◆ TASK GOAL ◆
Write out the lines below word for word, starting at the first line and ending at the line that contains "pixel 36 111", with both of those lines included.

◆ Location identification entries ◆
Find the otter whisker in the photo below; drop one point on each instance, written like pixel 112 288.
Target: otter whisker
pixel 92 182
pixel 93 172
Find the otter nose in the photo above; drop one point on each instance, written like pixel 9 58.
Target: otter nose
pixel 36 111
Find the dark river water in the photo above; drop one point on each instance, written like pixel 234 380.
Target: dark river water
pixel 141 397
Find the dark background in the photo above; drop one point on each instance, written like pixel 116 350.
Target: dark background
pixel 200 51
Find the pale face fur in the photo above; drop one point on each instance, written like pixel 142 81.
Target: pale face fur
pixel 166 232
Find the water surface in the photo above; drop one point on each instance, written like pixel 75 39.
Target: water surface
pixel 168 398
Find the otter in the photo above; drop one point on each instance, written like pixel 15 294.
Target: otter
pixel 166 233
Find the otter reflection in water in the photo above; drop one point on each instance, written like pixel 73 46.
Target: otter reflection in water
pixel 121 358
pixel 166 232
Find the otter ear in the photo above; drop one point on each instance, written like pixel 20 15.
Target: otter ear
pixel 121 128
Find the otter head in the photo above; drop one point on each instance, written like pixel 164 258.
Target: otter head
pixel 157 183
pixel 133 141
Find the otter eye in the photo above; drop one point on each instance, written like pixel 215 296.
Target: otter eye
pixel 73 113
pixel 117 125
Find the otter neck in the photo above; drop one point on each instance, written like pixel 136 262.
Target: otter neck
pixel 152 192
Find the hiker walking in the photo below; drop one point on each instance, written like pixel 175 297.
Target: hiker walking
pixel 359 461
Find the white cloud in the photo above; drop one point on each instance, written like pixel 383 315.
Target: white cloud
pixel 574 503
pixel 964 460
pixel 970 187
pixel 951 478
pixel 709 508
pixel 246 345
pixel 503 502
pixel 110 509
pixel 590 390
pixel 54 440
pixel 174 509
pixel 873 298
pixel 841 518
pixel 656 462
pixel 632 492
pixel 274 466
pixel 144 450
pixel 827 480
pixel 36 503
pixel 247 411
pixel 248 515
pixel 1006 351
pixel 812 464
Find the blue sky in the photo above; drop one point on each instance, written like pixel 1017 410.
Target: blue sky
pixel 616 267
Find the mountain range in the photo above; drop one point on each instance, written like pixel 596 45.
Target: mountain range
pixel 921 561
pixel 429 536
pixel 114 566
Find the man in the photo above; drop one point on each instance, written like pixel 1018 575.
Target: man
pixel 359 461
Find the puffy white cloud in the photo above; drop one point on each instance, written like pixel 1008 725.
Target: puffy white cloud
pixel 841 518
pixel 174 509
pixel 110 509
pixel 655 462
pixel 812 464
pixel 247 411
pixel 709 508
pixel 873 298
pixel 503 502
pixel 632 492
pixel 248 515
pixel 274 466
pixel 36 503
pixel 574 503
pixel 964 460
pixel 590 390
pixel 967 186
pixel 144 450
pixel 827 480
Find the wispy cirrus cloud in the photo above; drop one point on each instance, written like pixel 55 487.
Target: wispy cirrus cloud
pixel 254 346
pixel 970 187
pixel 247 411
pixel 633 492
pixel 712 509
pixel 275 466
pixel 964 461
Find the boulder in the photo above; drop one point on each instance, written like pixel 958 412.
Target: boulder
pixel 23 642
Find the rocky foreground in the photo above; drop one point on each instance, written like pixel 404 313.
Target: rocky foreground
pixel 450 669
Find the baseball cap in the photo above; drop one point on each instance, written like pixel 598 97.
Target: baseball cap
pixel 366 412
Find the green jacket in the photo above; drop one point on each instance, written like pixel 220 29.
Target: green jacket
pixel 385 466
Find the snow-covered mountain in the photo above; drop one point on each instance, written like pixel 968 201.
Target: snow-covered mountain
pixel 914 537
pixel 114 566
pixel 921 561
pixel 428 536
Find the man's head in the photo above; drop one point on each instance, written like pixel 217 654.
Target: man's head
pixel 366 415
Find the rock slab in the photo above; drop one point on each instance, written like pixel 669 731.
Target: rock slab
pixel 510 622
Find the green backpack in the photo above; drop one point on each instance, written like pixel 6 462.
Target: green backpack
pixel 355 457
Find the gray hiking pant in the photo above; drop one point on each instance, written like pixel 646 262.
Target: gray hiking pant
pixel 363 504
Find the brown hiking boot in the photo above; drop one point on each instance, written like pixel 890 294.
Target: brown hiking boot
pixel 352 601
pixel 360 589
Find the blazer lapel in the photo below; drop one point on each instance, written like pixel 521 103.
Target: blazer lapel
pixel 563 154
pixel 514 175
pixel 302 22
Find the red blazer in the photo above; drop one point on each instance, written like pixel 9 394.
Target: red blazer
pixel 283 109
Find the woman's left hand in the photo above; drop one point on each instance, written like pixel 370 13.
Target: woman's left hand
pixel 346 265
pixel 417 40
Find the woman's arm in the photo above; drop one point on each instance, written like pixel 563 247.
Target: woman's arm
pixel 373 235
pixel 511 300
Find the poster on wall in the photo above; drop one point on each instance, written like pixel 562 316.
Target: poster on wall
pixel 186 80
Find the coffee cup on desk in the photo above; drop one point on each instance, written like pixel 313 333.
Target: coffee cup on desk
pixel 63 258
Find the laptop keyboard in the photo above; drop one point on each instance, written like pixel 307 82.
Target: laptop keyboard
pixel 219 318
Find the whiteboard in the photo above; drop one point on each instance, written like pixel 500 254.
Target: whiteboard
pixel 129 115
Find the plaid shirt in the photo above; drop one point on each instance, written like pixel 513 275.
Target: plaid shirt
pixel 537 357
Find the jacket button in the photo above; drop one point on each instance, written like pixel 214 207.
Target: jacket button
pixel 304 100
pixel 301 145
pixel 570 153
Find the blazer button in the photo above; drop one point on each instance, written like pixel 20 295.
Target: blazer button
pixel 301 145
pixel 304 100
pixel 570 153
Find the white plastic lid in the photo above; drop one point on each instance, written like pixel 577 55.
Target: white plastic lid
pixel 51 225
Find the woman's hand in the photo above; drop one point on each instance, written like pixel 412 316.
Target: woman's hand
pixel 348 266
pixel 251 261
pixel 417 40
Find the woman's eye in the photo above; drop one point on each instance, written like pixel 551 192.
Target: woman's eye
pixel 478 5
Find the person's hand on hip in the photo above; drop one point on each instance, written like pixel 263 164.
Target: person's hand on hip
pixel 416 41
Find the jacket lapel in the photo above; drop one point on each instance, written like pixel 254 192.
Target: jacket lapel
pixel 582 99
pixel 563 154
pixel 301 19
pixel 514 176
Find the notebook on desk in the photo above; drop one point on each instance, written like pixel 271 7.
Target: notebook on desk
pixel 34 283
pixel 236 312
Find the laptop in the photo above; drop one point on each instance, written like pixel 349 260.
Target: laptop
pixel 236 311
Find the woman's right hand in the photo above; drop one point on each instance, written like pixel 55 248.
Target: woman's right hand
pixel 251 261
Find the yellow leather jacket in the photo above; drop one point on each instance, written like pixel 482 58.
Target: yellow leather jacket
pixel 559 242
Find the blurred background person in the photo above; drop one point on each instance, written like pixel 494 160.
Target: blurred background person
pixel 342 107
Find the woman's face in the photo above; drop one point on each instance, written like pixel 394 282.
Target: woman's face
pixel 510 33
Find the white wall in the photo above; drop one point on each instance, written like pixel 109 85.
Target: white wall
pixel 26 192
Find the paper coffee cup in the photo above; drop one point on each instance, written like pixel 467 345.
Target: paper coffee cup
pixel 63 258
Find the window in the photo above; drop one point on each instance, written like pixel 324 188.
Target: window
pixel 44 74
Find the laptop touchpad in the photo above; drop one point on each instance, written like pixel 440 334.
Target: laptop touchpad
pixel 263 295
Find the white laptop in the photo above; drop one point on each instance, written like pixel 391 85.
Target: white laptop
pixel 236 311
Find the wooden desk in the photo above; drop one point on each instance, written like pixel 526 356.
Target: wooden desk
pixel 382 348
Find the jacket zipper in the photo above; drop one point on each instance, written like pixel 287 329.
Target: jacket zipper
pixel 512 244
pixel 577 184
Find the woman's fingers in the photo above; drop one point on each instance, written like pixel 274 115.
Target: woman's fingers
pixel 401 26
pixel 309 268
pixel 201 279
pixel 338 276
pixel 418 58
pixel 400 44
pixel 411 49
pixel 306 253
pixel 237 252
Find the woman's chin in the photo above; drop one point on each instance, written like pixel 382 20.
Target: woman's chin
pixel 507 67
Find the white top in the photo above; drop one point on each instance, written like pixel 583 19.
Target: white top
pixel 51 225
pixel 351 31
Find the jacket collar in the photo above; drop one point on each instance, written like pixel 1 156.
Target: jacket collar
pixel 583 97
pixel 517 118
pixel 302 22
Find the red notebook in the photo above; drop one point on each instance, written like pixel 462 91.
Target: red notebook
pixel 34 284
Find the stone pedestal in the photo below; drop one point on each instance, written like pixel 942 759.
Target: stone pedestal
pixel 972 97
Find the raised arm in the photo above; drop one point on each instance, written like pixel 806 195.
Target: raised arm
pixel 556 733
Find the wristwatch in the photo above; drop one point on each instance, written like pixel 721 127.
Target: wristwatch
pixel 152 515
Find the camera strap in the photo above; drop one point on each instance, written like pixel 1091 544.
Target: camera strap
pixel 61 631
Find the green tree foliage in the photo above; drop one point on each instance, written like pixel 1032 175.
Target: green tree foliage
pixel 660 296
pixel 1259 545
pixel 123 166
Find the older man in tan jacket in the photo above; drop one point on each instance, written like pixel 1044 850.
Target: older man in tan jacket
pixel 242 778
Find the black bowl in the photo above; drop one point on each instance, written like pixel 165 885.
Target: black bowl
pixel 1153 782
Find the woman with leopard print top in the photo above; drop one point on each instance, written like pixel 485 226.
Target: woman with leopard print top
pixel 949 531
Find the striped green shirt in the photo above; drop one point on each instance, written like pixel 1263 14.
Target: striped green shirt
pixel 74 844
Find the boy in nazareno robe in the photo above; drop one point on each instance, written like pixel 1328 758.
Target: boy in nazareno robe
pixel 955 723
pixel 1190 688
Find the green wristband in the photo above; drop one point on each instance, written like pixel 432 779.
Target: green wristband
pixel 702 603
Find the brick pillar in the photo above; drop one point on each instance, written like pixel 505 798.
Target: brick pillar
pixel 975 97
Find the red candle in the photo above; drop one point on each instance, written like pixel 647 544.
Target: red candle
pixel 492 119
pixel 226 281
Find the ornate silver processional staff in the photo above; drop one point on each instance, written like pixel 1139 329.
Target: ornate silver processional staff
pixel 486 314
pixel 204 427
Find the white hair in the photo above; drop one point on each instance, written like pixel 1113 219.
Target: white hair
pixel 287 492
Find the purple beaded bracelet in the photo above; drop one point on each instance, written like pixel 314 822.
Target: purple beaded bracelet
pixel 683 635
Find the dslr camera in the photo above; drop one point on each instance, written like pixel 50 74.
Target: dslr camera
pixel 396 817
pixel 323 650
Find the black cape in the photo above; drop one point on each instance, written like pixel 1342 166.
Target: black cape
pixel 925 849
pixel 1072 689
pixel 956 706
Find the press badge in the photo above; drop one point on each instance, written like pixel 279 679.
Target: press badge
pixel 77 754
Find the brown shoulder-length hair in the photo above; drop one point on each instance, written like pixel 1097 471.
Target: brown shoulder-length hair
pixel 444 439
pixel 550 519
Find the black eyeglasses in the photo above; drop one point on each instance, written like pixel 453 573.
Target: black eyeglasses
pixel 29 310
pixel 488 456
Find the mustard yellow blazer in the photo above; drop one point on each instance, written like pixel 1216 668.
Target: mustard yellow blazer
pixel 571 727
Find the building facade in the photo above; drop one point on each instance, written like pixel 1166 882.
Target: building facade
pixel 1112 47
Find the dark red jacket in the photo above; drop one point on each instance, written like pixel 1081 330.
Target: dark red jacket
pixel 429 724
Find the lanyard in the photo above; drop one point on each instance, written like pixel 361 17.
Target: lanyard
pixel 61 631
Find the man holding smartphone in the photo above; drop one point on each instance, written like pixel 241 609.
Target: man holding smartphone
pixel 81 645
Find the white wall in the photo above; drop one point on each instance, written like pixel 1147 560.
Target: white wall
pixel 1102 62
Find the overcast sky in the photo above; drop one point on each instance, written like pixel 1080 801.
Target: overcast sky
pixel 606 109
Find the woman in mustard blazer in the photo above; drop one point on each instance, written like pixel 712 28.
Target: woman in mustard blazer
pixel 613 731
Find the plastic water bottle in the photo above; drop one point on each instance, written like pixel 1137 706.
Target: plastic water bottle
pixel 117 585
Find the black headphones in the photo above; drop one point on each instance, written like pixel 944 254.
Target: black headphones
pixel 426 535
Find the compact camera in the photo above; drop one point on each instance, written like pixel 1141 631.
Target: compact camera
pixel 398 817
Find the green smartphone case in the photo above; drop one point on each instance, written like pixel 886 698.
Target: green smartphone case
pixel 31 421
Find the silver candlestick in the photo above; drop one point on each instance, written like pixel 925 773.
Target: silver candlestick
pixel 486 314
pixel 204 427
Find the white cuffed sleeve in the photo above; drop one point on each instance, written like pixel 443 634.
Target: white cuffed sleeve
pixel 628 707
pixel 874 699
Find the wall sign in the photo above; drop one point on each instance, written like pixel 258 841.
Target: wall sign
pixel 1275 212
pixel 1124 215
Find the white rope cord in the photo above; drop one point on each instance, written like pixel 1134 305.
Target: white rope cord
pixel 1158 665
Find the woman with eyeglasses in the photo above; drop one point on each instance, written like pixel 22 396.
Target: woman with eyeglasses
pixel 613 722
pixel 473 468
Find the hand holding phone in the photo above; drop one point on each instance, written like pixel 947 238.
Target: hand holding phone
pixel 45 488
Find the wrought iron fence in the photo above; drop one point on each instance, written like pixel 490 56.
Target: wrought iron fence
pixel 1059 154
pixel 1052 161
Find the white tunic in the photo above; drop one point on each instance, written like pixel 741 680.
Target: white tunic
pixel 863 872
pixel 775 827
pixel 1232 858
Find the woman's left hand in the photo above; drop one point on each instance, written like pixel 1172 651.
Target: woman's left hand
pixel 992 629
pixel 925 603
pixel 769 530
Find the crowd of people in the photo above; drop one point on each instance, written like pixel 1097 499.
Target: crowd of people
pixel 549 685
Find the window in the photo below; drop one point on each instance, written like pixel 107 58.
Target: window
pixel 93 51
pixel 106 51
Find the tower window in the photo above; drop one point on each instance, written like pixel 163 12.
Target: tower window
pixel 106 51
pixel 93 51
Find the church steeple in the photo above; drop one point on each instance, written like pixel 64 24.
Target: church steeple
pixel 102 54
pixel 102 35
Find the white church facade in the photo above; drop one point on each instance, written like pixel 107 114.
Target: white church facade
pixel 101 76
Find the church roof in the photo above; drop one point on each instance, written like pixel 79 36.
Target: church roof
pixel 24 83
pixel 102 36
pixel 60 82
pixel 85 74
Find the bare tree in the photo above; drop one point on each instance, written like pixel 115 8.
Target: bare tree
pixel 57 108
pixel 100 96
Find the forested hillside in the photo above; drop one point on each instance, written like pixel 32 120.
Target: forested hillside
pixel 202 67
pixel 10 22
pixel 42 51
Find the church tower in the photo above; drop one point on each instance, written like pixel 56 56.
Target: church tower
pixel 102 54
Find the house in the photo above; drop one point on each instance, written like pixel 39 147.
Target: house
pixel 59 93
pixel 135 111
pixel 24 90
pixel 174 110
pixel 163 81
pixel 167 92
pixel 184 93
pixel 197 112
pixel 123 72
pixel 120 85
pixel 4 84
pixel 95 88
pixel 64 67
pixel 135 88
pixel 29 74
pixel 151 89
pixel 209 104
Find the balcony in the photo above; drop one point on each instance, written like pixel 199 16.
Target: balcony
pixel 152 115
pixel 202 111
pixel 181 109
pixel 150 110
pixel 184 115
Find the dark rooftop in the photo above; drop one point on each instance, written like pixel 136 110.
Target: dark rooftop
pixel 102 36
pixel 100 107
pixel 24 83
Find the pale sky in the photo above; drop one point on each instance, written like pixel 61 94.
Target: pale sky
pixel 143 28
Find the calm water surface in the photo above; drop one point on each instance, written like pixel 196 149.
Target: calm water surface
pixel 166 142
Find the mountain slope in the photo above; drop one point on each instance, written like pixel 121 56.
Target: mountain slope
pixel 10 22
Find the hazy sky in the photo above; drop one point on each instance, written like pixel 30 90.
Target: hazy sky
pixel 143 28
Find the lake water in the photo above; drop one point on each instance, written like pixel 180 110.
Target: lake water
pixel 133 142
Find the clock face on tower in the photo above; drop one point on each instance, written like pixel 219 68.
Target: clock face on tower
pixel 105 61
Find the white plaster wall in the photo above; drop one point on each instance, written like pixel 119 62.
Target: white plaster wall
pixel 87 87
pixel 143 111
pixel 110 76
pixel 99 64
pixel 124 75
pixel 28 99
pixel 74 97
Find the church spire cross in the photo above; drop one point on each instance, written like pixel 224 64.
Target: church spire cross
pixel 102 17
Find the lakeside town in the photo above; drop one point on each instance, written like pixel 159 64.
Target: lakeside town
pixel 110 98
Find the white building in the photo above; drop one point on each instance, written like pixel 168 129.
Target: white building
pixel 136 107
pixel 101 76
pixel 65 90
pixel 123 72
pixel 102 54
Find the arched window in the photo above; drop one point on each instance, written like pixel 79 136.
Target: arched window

◆ EXERCISE OUTPUT ◆
Find the otter whisker in the photo below; drop one point on each instance, written like pixel 112 288.
Target: otter whisker
pixel 92 182
pixel 93 172
Find the otter nose in the photo above; drop one point on each instance, written like pixel 9 58.
Target: otter nose
pixel 36 111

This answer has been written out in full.